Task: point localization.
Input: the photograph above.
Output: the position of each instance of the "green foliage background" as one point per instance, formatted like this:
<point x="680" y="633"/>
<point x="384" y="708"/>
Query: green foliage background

*EXERCISE INSTRUCTIONS*. Please lay out each line of the data above as a numbered list, leaving out any blank lines.

*WORKED SOLUTION*.
1. Task: point localization.
2. Input: the photograph above.
3. Output: the position of each instance of the "green foliage background" as one point per instance, formatted like this:
4. <point x="680" y="633"/>
5. <point x="384" y="708"/>
6. Query: green foliage background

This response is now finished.